Dataset records —
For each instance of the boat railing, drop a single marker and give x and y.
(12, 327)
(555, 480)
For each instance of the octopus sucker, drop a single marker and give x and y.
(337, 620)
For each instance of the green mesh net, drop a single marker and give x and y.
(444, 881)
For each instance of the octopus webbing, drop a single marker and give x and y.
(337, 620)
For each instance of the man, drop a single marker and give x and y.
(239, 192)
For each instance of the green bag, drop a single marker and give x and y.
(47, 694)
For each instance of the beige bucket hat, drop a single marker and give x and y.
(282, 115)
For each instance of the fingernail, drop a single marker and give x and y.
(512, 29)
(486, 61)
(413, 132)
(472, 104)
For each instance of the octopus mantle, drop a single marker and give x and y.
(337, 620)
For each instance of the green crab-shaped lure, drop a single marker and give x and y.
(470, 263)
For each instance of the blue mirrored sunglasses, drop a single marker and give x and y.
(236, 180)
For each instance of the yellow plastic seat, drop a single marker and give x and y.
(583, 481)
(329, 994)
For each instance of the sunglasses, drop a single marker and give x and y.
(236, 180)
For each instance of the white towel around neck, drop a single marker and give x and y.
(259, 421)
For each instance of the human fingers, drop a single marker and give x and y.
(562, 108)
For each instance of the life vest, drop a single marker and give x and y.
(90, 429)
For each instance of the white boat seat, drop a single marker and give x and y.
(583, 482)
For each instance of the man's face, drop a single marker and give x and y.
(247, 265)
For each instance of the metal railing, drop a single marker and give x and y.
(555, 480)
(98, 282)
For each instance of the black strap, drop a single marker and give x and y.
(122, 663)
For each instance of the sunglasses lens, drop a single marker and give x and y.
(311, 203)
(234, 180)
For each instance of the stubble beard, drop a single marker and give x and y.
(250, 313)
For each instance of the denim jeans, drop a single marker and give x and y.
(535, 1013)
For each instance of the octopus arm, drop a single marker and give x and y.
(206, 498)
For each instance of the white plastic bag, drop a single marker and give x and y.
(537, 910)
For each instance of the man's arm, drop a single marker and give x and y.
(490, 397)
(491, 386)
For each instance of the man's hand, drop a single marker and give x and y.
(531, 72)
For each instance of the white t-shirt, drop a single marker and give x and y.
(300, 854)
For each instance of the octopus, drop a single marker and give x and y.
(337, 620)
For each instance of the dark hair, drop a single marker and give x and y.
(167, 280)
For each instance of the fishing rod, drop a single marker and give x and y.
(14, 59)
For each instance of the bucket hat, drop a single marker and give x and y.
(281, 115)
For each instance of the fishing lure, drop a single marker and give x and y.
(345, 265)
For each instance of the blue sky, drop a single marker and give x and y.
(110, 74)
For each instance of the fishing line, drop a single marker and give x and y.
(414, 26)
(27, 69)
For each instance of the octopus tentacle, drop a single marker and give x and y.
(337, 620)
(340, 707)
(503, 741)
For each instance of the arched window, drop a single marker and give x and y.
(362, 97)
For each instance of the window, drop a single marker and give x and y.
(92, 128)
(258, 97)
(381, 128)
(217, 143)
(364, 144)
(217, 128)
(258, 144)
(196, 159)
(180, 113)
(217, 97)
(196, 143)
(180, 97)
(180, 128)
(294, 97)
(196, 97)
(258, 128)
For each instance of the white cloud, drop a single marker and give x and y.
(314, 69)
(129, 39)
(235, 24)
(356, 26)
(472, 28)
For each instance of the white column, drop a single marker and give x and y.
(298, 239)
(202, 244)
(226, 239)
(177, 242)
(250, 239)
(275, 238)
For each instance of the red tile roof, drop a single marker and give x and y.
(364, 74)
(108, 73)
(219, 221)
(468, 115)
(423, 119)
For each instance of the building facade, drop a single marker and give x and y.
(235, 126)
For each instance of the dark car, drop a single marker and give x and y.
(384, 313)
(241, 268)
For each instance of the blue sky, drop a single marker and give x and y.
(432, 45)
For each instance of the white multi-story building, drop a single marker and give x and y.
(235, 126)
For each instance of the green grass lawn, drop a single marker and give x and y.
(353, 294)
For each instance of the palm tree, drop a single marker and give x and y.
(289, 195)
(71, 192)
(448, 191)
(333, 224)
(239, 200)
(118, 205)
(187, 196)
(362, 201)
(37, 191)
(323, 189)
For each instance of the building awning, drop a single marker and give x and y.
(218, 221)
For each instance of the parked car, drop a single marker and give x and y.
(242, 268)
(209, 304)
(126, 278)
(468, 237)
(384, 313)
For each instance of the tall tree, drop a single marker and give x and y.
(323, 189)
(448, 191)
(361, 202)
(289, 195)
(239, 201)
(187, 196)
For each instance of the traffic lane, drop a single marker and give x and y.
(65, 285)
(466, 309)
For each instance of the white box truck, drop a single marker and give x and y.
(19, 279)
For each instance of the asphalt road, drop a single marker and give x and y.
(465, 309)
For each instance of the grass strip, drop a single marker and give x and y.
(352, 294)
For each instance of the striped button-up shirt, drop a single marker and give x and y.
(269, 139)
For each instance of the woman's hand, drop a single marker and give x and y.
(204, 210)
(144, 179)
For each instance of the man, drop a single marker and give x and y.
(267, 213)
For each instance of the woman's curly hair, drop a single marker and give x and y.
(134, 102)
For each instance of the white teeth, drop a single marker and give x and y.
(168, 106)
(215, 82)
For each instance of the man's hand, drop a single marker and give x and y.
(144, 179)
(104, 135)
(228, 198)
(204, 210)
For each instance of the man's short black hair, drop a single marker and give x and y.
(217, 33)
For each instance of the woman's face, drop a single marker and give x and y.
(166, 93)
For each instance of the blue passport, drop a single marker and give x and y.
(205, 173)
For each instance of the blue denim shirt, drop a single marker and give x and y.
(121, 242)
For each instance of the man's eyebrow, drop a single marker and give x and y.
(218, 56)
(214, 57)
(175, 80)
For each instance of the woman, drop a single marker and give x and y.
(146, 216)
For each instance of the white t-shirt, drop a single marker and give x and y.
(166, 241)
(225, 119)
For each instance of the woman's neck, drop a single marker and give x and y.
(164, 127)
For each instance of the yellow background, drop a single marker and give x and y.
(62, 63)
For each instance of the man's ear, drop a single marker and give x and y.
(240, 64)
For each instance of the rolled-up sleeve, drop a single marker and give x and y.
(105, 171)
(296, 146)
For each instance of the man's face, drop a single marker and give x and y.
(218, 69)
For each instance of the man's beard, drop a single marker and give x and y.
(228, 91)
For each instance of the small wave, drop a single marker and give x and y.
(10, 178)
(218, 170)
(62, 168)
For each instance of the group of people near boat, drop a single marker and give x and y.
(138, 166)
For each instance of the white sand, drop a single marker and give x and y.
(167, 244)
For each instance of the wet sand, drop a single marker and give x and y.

Requirements —
Revise the entries from the line containing "For each instance of the small" through the end of the entries, replacing "group of people" with "crowd" and leaving everything else unchanged. Return only those lines.

Solution to the problem —
For each instance of the small wave, drop a single marker and give x and y.
(10, 178)
(218, 170)
(62, 168)
For each instance of the crowd near boat, drop a single marker and give x and y.
(138, 166)
For each instance of the white sand, drop a single marker and give x and y.
(167, 244)
For each instance of the wet sand, drop a single marker and give x and y.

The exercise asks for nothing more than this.